* _EXERCISE AIM_
Recast the rows below, from the line containing "white football helmet" through the line containing "[[[60,8],[0,8],[0,34],[60,34]]]", as a numbered list. Omit blank lines and leave the pictures out.

* _RECORDS TO PROCESS_
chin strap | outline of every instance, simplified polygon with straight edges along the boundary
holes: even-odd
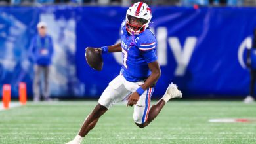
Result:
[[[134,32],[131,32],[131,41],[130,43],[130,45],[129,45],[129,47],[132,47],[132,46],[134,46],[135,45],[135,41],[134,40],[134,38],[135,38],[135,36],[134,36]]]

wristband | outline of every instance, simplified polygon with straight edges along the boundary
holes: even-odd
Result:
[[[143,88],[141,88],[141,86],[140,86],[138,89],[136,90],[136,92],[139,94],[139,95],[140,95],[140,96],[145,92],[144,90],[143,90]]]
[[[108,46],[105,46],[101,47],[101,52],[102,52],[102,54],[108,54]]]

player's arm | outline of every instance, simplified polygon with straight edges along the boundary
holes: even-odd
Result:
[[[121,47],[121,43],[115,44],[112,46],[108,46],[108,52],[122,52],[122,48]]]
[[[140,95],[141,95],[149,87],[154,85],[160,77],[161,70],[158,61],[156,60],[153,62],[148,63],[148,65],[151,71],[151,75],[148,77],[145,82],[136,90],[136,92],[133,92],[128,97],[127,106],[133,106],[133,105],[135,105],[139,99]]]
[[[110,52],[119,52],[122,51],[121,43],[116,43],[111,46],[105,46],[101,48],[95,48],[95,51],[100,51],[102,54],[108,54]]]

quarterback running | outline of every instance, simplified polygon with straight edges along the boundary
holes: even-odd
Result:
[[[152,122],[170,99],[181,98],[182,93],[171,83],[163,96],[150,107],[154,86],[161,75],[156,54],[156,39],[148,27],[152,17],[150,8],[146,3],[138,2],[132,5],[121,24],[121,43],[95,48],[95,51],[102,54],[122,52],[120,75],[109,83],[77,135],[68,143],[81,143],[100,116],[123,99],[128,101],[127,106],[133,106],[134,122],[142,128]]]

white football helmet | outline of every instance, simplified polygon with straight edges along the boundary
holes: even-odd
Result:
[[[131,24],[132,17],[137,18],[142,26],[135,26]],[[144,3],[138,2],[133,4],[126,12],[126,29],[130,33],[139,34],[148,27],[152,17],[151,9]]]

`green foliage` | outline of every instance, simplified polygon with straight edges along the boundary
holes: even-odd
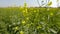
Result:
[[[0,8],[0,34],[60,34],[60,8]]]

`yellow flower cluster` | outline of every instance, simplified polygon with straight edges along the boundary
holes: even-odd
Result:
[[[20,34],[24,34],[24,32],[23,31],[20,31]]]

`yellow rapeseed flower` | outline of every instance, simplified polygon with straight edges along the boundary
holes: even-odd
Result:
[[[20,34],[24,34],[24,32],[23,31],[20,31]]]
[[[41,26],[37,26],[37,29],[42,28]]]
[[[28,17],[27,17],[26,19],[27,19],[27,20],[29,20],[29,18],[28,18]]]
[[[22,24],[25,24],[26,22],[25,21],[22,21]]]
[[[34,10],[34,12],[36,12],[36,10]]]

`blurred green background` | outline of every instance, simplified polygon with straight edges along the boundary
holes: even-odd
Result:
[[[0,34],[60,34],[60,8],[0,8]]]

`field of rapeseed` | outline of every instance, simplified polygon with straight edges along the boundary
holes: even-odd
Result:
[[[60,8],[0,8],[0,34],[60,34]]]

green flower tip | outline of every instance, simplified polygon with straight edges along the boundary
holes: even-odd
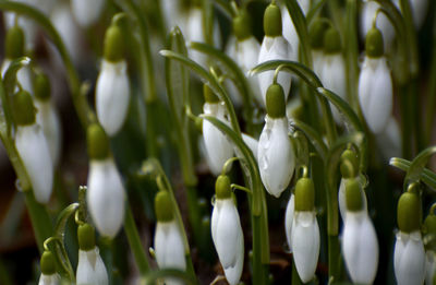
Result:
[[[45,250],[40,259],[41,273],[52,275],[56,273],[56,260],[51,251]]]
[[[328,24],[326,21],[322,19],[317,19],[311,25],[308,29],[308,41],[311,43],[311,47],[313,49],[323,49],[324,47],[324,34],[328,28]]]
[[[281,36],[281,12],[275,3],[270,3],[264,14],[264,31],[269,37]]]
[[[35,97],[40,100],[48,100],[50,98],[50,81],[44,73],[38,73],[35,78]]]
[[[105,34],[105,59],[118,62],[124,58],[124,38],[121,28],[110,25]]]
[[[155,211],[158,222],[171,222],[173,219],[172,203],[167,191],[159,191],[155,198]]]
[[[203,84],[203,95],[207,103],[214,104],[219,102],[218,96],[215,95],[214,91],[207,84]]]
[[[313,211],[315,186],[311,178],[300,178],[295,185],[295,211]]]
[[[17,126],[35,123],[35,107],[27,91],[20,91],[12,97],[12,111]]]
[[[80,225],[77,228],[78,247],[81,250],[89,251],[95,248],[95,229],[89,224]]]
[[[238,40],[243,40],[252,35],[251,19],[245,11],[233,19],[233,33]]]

* _COMPLETED EXERCISE_
1. white football helmet | outline of every instance, simplified polygon with straight edges along the boundary
2. holes: even-odd
3. Result:
4. [[[131,24],[132,17],[137,18],[142,26],[135,26]],[[144,3],[138,2],[133,4],[126,12],[126,29],[130,33],[139,34],[148,27],[152,17],[151,9]]]
5. `green foliage` | outline of every instance, simplified polygon with straight edges along the boundary
6. holes: even-odd
7. Result:
8. [[[0,8],[0,34],[60,34],[60,8]]]
9. `yellow flower cluster` | outline of every instance, simplified polygon with straight edges along the boundary
10. holes: even-odd
11. Result:
12. [[[20,34],[24,34],[24,32],[23,31],[20,31]]]
13. `yellow rapeseed flower` | outline of every instance, simplified polygon with straight edges along the boundary
14. holes: even-odd
15. Result:
16. [[[20,34],[24,34],[24,32],[23,31],[20,31]]]
17. [[[41,26],[37,26],[37,29],[42,28]]]
18. [[[28,17],[27,17],[26,19],[27,19],[27,20],[29,20],[29,18],[28,18]]]
19. [[[22,24],[25,24],[26,22],[25,21],[22,21]]]
20. [[[34,10],[34,12],[36,12],[36,10]]]
21. `blurred green background` | outline of every instance, simplified polygon with straight edges along the boundary
22. holes: even-odd
23. Result:
24. [[[0,34],[60,34],[60,8],[0,8]]]
25. `field of rapeseed` | outline of every instance, simplified polygon with straight edges along the boundary
26. holes: even-odd
27. Result:
28. [[[60,8],[0,8],[0,34],[60,34]]]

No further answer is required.